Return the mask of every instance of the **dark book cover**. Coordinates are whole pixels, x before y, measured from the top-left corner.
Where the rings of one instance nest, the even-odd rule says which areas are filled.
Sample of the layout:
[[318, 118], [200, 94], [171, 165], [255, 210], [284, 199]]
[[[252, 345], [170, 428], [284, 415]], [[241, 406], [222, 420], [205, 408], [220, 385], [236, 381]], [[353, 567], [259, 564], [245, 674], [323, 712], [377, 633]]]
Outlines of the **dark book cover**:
■ ■ ■ ■ ■
→ TASK STATEMENT
Return all of the records above, line by line and word for word, with nothing changed or left out.

→ TASK OUTPUT
Return the mask of every instance of the **dark book cover**. Coordinates are whole pixels, x before y, measured from the top-left corner.
Where the rings of one instance nest, the even-odd rule says which areas are filled.
Sample of the layout:
[[318, 118], [200, 94], [171, 165], [255, 210], [284, 199]]
[[[252, 345], [170, 428], [284, 415]], [[241, 406], [222, 420], [205, 408], [220, 385], [236, 381]], [[353, 567], [259, 564], [245, 674], [323, 712], [377, 633]]]
Outlines of the **dark book cover**:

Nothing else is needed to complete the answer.